Task
Render the data below as a Markdown table with the columns No. and Text, one numbered row per line and no rows for blank lines. Leave the picture out of the table.

Exercise material
§ §

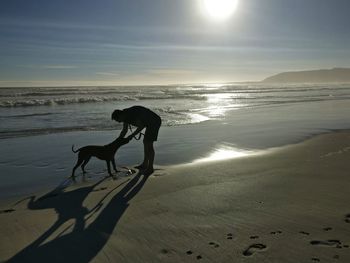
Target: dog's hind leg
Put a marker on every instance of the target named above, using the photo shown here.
(79, 162)
(114, 165)
(109, 167)
(84, 164)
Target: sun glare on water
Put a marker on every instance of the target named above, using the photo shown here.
(219, 9)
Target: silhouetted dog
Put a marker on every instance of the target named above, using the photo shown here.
(105, 152)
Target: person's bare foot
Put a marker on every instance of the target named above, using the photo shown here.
(140, 167)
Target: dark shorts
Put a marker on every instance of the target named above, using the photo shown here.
(151, 133)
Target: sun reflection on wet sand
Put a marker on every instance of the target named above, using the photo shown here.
(225, 152)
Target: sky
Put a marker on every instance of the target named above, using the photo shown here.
(142, 42)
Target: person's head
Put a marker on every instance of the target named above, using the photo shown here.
(117, 115)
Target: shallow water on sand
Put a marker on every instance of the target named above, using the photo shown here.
(219, 124)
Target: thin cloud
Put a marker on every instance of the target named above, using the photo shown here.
(110, 74)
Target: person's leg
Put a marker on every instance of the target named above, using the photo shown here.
(143, 165)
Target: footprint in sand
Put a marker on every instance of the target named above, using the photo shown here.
(276, 232)
(214, 244)
(99, 189)
(253, 248)
(347, 218)
(6, 211)
(329, 243)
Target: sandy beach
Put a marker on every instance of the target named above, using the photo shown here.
(288, 204)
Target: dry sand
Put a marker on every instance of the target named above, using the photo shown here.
(287, 205)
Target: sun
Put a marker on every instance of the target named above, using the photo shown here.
(219, 9)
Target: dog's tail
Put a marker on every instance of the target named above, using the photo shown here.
(75, 151)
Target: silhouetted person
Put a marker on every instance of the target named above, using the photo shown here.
(141, 118)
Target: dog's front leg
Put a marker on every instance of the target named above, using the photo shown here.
(114, 165)
(109, 167)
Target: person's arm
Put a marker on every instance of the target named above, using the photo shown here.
(139, 129)
(124, 130)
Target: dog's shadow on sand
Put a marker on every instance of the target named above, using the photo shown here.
(82, 243)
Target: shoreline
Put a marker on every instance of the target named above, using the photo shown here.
(97, 168)
(293, 201)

§ §

In response
| No. | Text |
|---|---|
| 1 | Target: dog's hind leg |
| 2 | Put a marker on every instance of the target named above, using the photo shown here. |
| 3 | (79, 162) |
| 4 | (114, 165) |
| 5 | (109, 167) |
| 6 | (84, 164) |
| 7 | Target: sun glare on water |
| 8 | Put a marker on every instance of the target named above, using the photo shown here. |
| 9 | (219, 9) |
| 10 | Target: silhouetted dog |
| 11 | Put a marker on every instance of the target named above, using the photo shown here. |
| 12 | (105, 152) |
| 13 | Target: person's bare foot |
| 14 | Put a marker on every instance of the target named above, using the photo shown here. |
| 15 | (140, 167) |
| 16 | Target: dark shorts |
| 17 | Put a marker on every instance of the target named above, using the photo shown here. |
| 18 | (151, 133) |
| 19 | Target: sun reflection on wet sand |
| 20 | Put a marker on every instance of the target named above, using the photo shown here. |
| 21 | (225, 152) |
| 22 | Target: sky |
| 23 | Put a marker on every instance of the target named above, using the photo shown here. |
| 24 | (142, 42) |
| 25 | Target: person's head |
| 26 | Put a marker on every instance of the target named above, using the photo shown here. |
| 27 | (117, 115) |
| 28 | Target: shallow water on sand |
| 29 | Put a marker on every instance of the target named above, using the photo shown here. |
| 30 | (219, 124) |
| 31 | Target: thin cloud |
| 32 | Put a marker on every instance of the target named above, using the photo shown here. |
| 33 | (110, 74) |
| 34 | Target: person's leg |
| 35 | Put a marker on every instance of the target named above, using the photo shown here. |
| 36 | (143, 165) |
| 37 | Target: footprint in sand |
| 38 | Put a marker on every instance of the target named above, using the photo shown here. |
| 39 | (276, 232) |
| 40 | (214, 244) |
| 41 | (99, 189) |
| 42 | (253, 248) |
| 43 | (347, 218) |
| 44 | (6, 211) |
| 45 | (329, 243) |
| 46 | Target: sandy beach |
| 47 | Put a marker on every instance of the target named above, using the photo shown here. |
| 48 | (288, 204) |
| 49 | Target: dry sand |
| 50 | Put a marker on every instance of the target named above, using the photo shown here. |
| 51 | (287, 205) |
| 52 | Target: sun |
| 53 | Put a marker on every instance of the target named above, using the photo shown here. |
| 54 | (219, 9) |
| 55 | Target: dog's tail |
| 56 | Put a marker on every instance of the target named above, using the photo shown here. |
| 57 | (75, 151) |
| 58 | Target: silhouetted person |
| 59 | Put a marker on every instance of the target named above, using the photo shown here. |
| 60 | (141, 118) |
| 61 | Target: dog's front leg |
| 62 | Put a marker on every instance of the target named above, using the photo shown here. |
| 63 | (114, 165) |
| 64 | (109, 167) |
| 65 | Target: person's arm |
| 66 | Put a marker on every instance of the target named above, using the photo shown here. |
| 67 | (139, 129) |
| 68 | (124, 130) |
| 69 | Target: dog's shadow on sand |
| 70 | Put a marker on every instance of the target named above, using the photo shown here. |
| 71 | (82, 243) |
| 72 | Target: shoreline |
| 73 | Put a marker on every instance of the target named above, using the photo shown here. |
| 74 | (97, 168) |
| 75 | (293, 201) |